◆ Brief: Revise the items below so that every occurrence of "even-odd rule for holes" reads "holes follow the even-odd rule", with nothing else changed.
────────────────────
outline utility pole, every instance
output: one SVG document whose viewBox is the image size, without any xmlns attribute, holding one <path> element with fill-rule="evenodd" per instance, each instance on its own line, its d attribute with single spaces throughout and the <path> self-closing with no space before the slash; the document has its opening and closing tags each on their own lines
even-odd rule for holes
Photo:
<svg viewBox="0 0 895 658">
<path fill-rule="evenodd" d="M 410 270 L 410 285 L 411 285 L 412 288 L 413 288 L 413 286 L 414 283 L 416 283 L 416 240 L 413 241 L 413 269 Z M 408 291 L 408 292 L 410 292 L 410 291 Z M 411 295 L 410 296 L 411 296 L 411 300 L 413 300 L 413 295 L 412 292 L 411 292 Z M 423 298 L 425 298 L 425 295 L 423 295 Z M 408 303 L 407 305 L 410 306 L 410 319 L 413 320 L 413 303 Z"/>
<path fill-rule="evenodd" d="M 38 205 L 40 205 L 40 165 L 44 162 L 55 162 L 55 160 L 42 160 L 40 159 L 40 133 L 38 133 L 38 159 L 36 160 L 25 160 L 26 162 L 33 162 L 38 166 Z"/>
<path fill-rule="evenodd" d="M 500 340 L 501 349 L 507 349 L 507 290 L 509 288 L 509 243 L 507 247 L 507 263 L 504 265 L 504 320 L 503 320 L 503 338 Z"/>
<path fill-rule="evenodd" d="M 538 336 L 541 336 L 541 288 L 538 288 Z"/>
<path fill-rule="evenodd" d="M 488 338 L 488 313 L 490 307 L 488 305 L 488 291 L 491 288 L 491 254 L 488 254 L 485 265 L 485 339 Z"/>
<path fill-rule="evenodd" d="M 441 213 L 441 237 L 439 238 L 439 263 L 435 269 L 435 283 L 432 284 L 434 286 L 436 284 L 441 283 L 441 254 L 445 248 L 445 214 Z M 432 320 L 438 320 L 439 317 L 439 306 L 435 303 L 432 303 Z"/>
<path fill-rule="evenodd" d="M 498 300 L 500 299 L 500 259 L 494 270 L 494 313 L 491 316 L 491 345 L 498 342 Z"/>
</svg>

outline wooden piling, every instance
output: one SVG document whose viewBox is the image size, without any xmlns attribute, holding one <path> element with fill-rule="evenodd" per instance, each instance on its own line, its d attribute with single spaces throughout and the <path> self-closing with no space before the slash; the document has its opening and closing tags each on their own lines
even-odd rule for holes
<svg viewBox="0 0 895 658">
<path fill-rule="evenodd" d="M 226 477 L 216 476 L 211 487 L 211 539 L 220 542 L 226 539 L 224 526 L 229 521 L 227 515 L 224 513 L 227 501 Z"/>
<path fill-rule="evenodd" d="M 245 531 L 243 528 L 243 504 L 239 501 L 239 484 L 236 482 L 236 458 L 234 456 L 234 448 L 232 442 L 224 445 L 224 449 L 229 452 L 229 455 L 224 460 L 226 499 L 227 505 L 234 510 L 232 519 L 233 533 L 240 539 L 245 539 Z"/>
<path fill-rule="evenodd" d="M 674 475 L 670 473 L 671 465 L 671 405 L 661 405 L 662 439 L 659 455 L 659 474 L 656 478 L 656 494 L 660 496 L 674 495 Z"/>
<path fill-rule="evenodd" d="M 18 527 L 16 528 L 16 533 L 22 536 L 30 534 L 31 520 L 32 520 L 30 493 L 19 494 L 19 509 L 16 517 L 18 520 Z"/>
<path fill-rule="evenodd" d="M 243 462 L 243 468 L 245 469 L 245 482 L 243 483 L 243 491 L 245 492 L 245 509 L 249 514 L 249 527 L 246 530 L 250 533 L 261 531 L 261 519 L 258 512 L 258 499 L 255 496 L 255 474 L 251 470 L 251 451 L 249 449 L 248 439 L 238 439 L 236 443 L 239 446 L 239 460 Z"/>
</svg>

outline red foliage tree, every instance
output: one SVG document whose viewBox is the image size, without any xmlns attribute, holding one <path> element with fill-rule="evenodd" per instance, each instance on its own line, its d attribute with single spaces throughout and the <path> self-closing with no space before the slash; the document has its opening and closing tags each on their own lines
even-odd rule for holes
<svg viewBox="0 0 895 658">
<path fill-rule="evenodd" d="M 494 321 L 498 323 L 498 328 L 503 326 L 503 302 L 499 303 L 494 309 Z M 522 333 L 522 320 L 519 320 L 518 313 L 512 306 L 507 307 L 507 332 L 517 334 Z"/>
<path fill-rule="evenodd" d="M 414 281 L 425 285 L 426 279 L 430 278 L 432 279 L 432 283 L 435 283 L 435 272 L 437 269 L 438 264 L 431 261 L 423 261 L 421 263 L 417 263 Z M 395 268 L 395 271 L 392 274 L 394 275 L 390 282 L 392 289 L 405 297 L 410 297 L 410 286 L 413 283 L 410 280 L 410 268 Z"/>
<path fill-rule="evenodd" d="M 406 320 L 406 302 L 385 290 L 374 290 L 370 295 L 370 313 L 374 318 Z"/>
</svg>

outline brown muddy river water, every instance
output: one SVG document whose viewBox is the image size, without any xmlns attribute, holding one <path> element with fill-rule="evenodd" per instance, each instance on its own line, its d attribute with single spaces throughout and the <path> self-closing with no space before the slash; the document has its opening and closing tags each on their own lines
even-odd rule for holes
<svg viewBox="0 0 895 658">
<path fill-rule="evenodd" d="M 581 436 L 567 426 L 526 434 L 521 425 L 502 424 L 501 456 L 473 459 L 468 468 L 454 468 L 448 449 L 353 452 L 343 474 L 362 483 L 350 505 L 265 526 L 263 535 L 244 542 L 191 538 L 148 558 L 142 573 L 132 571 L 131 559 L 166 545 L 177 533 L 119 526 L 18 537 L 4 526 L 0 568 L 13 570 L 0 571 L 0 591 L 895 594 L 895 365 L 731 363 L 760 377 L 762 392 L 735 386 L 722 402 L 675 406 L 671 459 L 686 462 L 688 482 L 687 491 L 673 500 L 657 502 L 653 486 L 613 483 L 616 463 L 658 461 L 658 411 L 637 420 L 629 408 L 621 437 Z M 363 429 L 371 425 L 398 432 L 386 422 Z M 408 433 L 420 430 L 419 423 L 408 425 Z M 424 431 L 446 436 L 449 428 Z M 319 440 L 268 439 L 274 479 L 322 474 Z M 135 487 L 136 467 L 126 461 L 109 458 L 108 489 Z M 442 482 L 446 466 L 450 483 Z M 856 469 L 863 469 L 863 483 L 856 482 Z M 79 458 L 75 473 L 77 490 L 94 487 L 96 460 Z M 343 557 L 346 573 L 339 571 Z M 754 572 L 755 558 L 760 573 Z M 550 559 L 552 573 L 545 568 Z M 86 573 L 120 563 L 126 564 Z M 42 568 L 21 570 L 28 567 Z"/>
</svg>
────────────────────
◆ The solution:
outline utility pole, every instance
output: one SVG document whose viewBox is the image size, without any xmlns attribute, holding one <path> element with fill-rule="evenodd" per instance, each instance on its own line, its d attribute with single spaces throughout and the <path> self-closing with no space before the slash; the document has its opening and closing tags each on their own lines
holes follow the even-odd rule
Photo:
<svg viewBox="0 0 895 658">
<path fill-rule="evenodd" d="M 410 270 L 410 285 L 411 285 L 412 288 L 413 288 L 413 286 L 414 283 L 416 283 L 416 240 L 413 241 L 413 269 Z M 408 291 L 408 292 L 410 292 L 410 291 Z M 411 295 L 410 296 L 411 296 L 411 300 L 413 300 L 413 295 L 412 292 L 411 292 Z M 423 298 L 425 298 L 425 295 L 423 295 Z M 408 303 L 407 305 L 410 306 L 410 319 L 413 320 L 413 303 Z"/>
<path fill-rule="evenodd" d="M 38 205 L 40 205 L 40 165 L 44 162 L 55 162 L 55 160 L 42 160 L 40 159 L 40 133 L 38 133 L 38 159 L 36 160 L 25 160 L 26 162 L 33 162 L 38 166 Z"/>
<path fill-rule="evenodd" d="M 500 340 L 501 349 L 507 349 L 507 290 L 509 288 L 509 243 L 507 247 L 507 263 L 504 265 L 504 320 L 503 320 L 503 338 Z"/>
<path fill-rule="evenodd" d="M 538 336 L 541 336 L 541 288 L 538 288 Z"/>
<path fill-rule="evenodd" d="M 488 338 L 488 313 L 490 307 L 488 305 L 488 291 L 491 288 L 491 254 L 488 254 L 485 265 L 485 339 Z"/>
<path fill-rule="evenodd" d="M 441 213 L 441 237 L 439 238 L 439 263 L 435 269 L 435 283 L 432 284 L 434 286 L 436 284 L 441 283 L 441 254 L 445 248 L 445 214 Z M 432 320 L 438 320 L 439 317 L 439 306 L 435 303 L 432 303 Z"/>
<path fill-rule="evenodd" d="M 498 300 L 500 299 L 500 259 L 494 270 L 494 313 L 491 316 L 491 345 L 498 342 Z"/>
</svg>

outline wooden piling, every instance
output: one SVG document whose viewBox is the image size, without any xmlns attribute, holding one <path> element with fill-rule="evenodd" per instance, each instance on its own line, its d attribute with single spaces throughout and the <path> self-closing with no space before the slash; the document has its opening and closing tags each on their own lines
holes follow the even-odd rule
<svg viewBox="0 0 895 658">
<path fill-rule="evenodd" d="M 226 477 L 216 476 L 211 487 L 211 539 L 220 542 L 226 539 L 224 526 L 229 521 L 227 515 L 224 513 L 227 501 Z"/>
<path fill-rule="evenodd" d="M 245 531 L 243 528 L 243 504 L 239 501 L 239 484 L 236 482 L 236 458 L 234 456 L 234 448 L 232 442 L 224 445 L 224 449 L 229 452 L 229 455 L 224 460 L 226 499 L 227 505 L 234 510 L 232 519 L 233 533 L 240 539 L 245 539 Z"/>
<path fill-rule="evenodd" d="M 674 475 L 670 473 L 671 465 L 671 405 L 661 405 L 662 439 L 659 455 L 659 474 L 656 478 L 656 494 L 660 496 L 674 495 Z"/>
<path fill-rule="evenodd" d="M 18 527 L 16 528 L 16 533 L 22 536 L 30 534 L 31 520 L 32 520 L 30 493 L 19 494 L 19 509 L 16 517 L 18 520 Z"/>
<path fill-rule="evenodd" d="M 243 462 L 243 468 L 245 469 L 245 482 L 243 483 L 243 491 L 245 492 L 245 509 L 249 514 L 249 527 L 246 530 L 250 533 L 261 531 L 261 519 L 258 512 L 258 499 L 255 496 L 255 474 L 251 470 L 251 451 L 249 449 L 248 439 L 238 439 L 236 443 L 239 446 L 239 460 Z"/>
</svg>

outline red foliage tree, every instance
output: one SVG document whose viewBox is the image size, without any xmlns attribute, holding one <path> element with fill-rule="evenodd" per instance, each instance on its own line, its d attribute with single spaces throughout and the <path> self-closing with no space before the slash; the document has its opening and closing tags each on their own lines
holes follow the even-odd rule
<svg viewBox="0 0 895 658">
<path fill-rule="evenodd" d="M 494 321 L 498 323 L 498 328 L 503 326 L 503 302 L 499 303 L 494 309 Z M 522 333 L 522 320 L 519 320 L 518 313 L 512 306 L 507 307 L 507 332 L 517 334 Z"/>
<path fill-rule="evenodd" d="M 414 281 L 425 285 L 426 279 L 430 278 L 432 279 L 432 283 L 435 283 L 435 272 L 437 269 L 438 264 L 431 261 L 423 261 L 421 263 L 417 263 Z M 395 268 L 395 271 L 392 274 L 394 275 L 390 282 L 392 289 L 405 297 L 410 297 L 410 286 L 413 283 L 410 280 L 410 268 Z"/>
<path fill-rule="evenodd" d="M 406 320 L 406 302 L 385 290 L 374 290 L 370 295 L 370 313 L 374 318 Z"/>
</svg>

outline brown muddy river water, every instance
output: one SVG document whose viewBox is the image size, without any xmlns attribute, holding one <path> element with fill-rule="evenodd" per instance, each instance on its own line, its d attribute with single spaces throughout and the <path> self-closing with no space before the slash; the document has its opening and closing tags each on their own lines
holes follow the even-odd rule
<svg viewBox="0 0 895 658">
<path fill-rule="evenodd" d="M 581 436 L 567 426 L 526 434 L 521 425 L 502 424 L 501 456 L 473 459 L 468 468 L 454 468 L 448 449 L 353 452 L 343 474 L 362 483 L 350 505 L 265 526 L 263 535 L 244 542 L 191 538 L 148 558 L 142 573 L 132 571 L 131 559 L 166 545 L 177 533 L 119 526 L 18 537 L 4 526 L 0 568 L 13 570 L 0 571 L 0 591 L 895 594 L 895 365 L 731 363 L 760 377 L 762 392 L 735 386 L 722 402 L 675 406 L 671 459 L 686 462 L 688 482 L 687 491 L 673 500 L 657 502 L 653 486 L 613 483 L 616 463 L 658 461 L 658 411 L 637 420 L 629 408 L 621 437 Z M 363 429 L 371 425 L 398 432 L 386 422 Z M 408 433 L 420 430 L 419 423 L 408 425 Z M 424 431 L 446 436 L 449 428 Z M 319 440 L 268 439 L 274 479 L 322 474 Z M 135 487 L 136 467 L 126 461 L 109 458 L 108 489 Z M 442 482 L 446 466 L 450 483 Z M 856 469 L 863 469 L 863 483 L 856 482 Z M 79 458 L 75 473 L 77 490 L 94 487 L 96 460 Z M 343 557 L 346 573 L 339 571 Z M 754 572 L 755 558 L 760 573 Z M 550 559 L 552 573 L 545 568 Z M 86 573 L 120 563 L 126 564 Z M 42 568 L 21 570 L 28 567 Z"/>
</svg>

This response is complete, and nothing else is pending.